Excerto selecionado:
------------------------------------------------

Com o que a campanha social-democrata podia não estar a contar era que António Costa reagisse de imediato. Em Lisboa, depois da surpresa inicial veio a tomada de decisão com o núcleo duro da campanha e Costa alinhou ideias. Ia pelo lado da moralização e pelo ataque de carácter — foi pelo menos assim que leu as palavras do adversário. Ajeitou os colarinhos, puxou pelas bandas do casaco e, antes de se dirigir ao pátio onde falaria aos jornalistas, ainda bebeu um gole de água. A resposta a Rio foi duríssima.

“Até admito que não tenha ouvido bem o que eu disse…”, sugeriu Rui Rio nessa noite, insistindo que o primeiro-ministro só respondeu da forma como respondeu — acusando Rio de estar a inverter a presunção de inocência e a manchar a dignidade da campanha —, porque não quis responder à verdadeira questão “política” que lhe foi colocada.

“A única questão política é Rui Rio ter perdido o debate sobre o resultado destes quatro anos de governação e não ter nada para dizer sobre o futuro do país”, defende fonte próxima de António Costa. No núcleo duro que o acompanha na estrada, o argumento é o de que a questão política foi analisada na Comissão de Inquérito e que Costa respondeu, sendo dispensado de mais explicações. E que na acusação “não há a menor suspeita que o relacione” e “não foi sequer suscitada direta ou indiretamente do ponto de vista judicial”.

Se o assunto perdurar, a linha de argumentação em relação aos ataques que não têm parado de chegar do lado de lá, será esta. A verdade é que, segundo apurou o Observador, o PSD não faz tenção de largar o tema. “Não vamos largar, mas também não vamos escalar, escalar, escalar”, ouve o Observador. Ou seja, deste nível Rui Rio não vai sair: está no plano político, não no plano judicial. Ali acredita-se que a acusação formal do Ministério Público dá força à tese de que o então ministro sabia da encenação do “achamento” das armas, por isso o PSD tem o “direito e o dever”, enquanto “líder da oposição”, de questionar politicamente António Costa sobre se foi ou não informado pelo seu ministro desse facto. “Agora há factos”, diz a mesma fonte.

------------------------------------------------

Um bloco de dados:
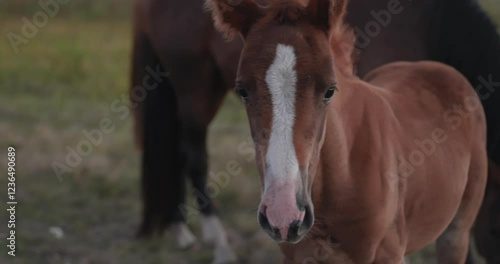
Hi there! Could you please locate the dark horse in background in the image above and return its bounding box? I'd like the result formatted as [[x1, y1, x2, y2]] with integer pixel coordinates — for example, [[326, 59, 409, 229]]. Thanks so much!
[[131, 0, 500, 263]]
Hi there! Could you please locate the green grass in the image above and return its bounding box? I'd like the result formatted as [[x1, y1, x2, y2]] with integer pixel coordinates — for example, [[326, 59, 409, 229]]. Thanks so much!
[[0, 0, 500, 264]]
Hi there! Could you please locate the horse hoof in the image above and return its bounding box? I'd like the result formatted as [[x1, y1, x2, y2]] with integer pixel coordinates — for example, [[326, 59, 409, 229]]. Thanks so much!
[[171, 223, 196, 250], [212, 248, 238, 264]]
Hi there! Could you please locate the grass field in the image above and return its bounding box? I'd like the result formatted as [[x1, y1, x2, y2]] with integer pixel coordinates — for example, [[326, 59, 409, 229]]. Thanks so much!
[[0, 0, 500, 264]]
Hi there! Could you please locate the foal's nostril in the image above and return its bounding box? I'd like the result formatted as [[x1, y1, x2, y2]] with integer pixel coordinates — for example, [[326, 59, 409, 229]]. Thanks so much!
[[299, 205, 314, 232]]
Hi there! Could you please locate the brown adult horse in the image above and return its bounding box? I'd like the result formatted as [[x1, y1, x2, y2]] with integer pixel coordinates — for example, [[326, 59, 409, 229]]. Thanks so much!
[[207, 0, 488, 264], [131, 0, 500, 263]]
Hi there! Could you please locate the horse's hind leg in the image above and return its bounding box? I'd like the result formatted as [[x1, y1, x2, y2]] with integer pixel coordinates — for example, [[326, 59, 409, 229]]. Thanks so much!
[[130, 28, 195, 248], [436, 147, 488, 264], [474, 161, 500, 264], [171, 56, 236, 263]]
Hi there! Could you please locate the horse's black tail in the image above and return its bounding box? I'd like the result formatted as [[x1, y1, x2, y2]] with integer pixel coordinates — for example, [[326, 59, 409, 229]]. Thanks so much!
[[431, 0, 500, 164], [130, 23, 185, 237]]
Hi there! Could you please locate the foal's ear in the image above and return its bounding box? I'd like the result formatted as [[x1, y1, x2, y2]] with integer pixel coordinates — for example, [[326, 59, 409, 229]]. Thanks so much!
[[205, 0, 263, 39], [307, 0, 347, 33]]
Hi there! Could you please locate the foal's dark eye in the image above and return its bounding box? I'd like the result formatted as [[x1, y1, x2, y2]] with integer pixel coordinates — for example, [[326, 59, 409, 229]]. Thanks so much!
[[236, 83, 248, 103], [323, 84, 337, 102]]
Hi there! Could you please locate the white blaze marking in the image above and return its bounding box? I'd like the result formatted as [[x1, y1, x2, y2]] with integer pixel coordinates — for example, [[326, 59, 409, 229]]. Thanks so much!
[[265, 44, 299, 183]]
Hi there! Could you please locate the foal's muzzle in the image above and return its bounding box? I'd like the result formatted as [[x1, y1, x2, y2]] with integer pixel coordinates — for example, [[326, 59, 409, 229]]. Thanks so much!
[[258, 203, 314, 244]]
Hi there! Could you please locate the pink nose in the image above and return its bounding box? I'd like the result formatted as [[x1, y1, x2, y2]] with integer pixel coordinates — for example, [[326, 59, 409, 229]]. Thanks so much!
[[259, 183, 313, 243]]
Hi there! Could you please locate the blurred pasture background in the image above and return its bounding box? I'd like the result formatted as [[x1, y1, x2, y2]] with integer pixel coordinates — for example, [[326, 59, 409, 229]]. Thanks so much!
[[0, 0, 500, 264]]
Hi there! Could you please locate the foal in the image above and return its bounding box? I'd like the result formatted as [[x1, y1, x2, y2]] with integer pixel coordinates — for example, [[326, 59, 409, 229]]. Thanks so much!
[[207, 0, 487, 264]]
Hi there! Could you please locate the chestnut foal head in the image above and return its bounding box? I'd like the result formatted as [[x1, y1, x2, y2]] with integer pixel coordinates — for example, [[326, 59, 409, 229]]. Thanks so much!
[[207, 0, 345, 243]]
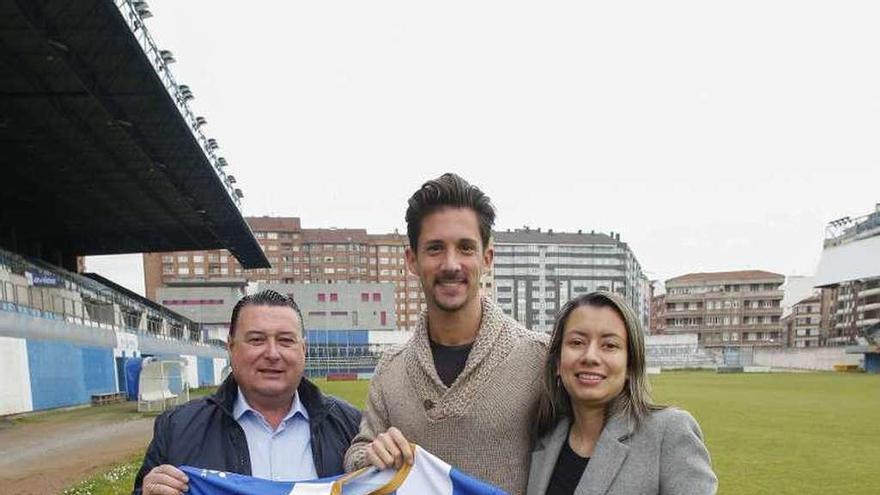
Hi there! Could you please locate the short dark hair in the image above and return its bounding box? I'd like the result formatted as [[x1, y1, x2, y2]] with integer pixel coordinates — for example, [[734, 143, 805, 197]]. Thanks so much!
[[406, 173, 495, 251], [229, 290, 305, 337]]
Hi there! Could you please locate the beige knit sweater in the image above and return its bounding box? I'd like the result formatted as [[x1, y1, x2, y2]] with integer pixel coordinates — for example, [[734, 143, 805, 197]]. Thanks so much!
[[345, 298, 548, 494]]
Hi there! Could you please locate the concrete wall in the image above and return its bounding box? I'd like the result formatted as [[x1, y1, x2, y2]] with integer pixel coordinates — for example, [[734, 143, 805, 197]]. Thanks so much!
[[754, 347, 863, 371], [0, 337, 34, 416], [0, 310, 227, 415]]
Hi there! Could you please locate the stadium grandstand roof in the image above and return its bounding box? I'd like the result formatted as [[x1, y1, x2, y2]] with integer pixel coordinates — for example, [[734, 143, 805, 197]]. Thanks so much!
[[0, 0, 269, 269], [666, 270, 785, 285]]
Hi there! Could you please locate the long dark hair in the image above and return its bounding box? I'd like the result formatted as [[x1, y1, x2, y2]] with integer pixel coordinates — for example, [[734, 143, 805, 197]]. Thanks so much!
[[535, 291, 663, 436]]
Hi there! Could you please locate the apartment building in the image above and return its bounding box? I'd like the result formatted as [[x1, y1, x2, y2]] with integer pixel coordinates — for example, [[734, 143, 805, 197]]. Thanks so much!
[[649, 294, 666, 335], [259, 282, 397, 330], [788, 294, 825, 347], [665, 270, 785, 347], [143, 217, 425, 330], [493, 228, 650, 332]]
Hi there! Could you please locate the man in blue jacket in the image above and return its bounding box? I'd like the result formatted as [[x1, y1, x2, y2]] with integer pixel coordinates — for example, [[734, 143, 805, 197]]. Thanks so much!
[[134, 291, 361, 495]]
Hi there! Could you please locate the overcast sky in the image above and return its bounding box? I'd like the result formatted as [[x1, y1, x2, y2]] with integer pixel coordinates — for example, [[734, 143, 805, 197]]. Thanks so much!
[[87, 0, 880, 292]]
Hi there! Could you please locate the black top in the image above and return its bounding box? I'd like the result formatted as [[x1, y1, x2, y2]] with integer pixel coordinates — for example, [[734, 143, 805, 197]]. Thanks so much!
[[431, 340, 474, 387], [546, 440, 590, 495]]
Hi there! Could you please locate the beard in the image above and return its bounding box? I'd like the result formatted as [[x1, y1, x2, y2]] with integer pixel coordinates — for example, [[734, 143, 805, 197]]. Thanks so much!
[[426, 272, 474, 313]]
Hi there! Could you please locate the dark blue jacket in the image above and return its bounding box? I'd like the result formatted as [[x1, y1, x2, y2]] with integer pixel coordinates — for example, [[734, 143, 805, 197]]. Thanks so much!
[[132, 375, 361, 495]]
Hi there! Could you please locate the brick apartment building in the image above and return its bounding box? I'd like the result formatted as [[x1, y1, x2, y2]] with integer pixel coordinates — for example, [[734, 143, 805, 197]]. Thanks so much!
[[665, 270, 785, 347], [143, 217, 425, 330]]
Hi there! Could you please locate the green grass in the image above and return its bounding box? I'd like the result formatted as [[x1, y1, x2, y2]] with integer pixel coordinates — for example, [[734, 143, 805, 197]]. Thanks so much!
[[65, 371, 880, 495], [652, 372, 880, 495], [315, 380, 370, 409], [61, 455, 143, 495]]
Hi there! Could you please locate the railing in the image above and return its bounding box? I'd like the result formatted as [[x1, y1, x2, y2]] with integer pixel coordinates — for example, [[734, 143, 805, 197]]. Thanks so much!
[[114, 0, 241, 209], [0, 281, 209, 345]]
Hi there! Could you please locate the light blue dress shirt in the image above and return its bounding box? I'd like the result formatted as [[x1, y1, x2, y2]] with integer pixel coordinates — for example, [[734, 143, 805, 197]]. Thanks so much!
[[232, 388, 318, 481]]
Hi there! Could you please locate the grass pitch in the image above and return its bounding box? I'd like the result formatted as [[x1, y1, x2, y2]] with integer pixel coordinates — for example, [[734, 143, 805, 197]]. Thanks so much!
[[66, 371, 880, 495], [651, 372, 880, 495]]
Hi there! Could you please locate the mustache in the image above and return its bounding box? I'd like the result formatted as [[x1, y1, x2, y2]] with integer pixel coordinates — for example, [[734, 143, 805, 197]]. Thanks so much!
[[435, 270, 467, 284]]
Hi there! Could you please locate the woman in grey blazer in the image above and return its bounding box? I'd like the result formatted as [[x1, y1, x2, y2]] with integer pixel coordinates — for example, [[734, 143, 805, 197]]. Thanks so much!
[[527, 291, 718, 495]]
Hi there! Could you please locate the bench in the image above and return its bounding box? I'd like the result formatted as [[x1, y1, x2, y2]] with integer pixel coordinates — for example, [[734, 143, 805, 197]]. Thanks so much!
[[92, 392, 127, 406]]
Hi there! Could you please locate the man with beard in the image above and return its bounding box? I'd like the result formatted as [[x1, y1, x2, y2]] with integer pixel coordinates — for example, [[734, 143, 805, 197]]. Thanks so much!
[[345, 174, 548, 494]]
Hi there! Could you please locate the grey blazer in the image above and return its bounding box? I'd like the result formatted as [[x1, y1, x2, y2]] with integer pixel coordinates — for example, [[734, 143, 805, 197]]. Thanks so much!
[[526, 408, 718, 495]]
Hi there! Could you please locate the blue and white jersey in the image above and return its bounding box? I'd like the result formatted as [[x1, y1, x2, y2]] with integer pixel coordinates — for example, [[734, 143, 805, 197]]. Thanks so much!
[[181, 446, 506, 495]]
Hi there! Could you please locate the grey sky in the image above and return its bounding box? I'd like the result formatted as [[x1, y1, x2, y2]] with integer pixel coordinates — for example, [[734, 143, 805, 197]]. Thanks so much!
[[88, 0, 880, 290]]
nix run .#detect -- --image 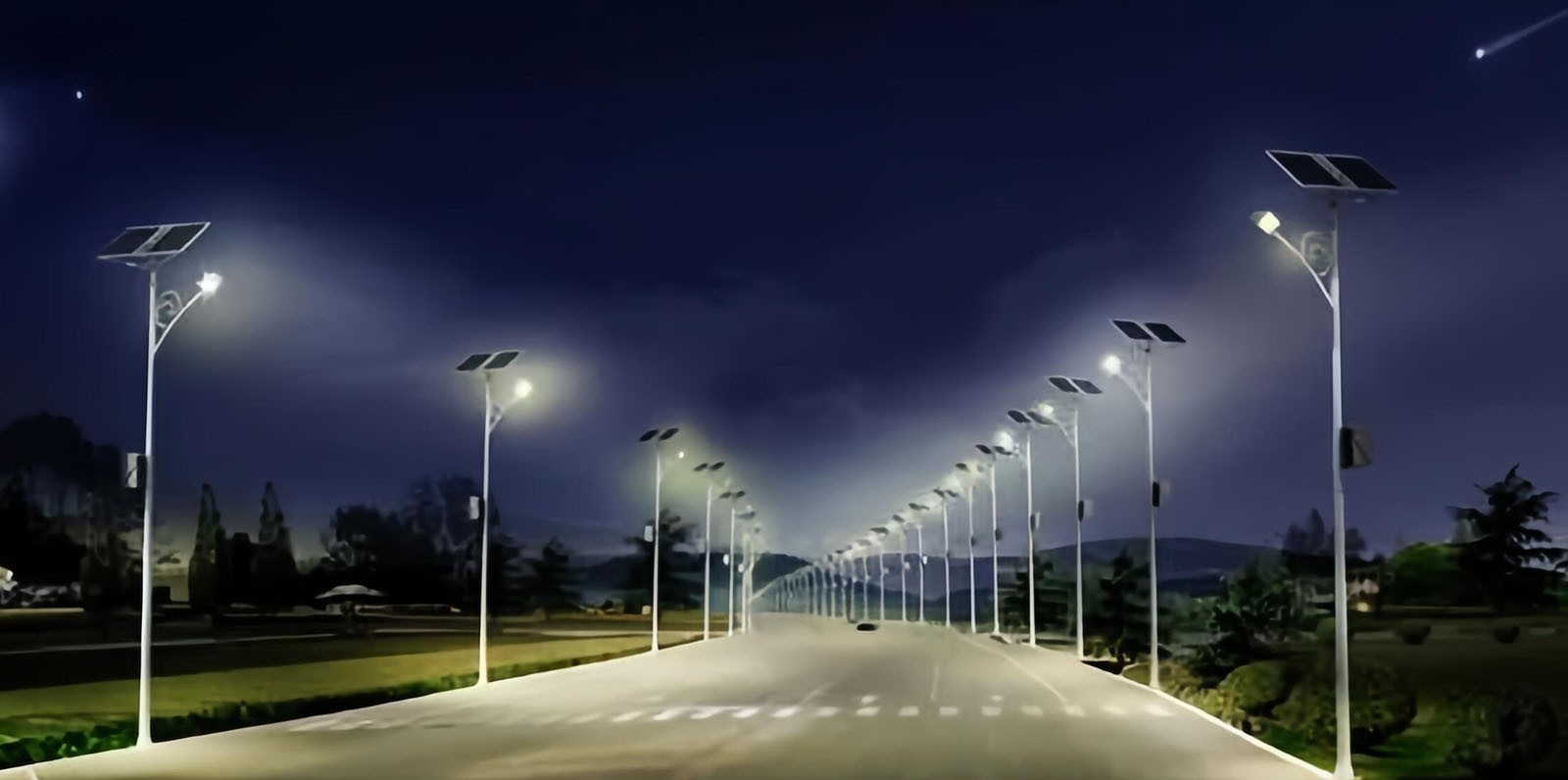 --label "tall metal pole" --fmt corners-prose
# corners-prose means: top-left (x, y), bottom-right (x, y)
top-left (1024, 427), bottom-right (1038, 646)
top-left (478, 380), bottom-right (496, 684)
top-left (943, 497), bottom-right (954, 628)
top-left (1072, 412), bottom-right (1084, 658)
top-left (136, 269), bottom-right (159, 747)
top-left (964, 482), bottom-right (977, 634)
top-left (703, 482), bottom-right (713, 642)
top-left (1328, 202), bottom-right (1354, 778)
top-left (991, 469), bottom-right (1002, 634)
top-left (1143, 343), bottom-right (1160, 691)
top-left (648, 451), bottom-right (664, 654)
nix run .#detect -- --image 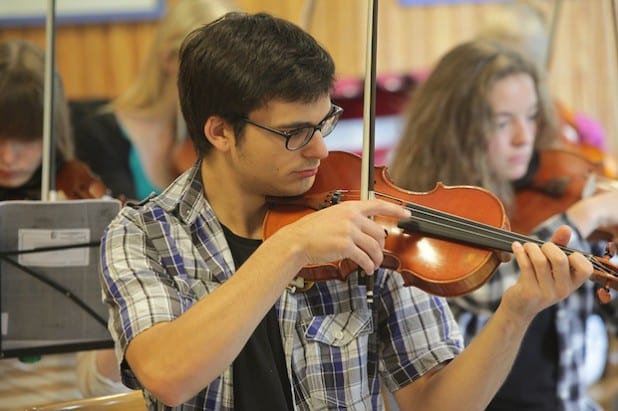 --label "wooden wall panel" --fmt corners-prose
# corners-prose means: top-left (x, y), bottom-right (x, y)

------------------------------------------------

Reproduza, sem alterações, o trecho do excerto sobre a resposta de António Costa a Rui Rio que vai de "Com o que a" até "lhe foi colocada.".

Com o que a campanha social-democrata podia não estar a contar era que António Costa reagisse de imediato. Em Lisboa, depois da surpresa inicial veio a tomada de decisão com o núcleo duro da campanha e Costa alinhou ideias. Ia pelo lado da moralização e pelo ataque de carácter — foi pelo menos assim que leu as palavras do adversário. Ajeitou os colarinhos, puxou pelas bandas do casaco e, antes de se dirigir ao pátio onde falaria aos jornalistas, ainda bebeu um gole de água. A resposta a Rio foi duríssima.

“Até admito que não tenha ouvido bem o que eu disse…”, sugeriu Rui Rio nessa noite, insistindo que o primeiro-ministro só respondeu da forma como respondeu — acusando Rio de estar a inverter a presunção de inocência e a manchar a dignidade da campanha —, porque não quis responder à verdadeira questão “política” que lhe foi colocada.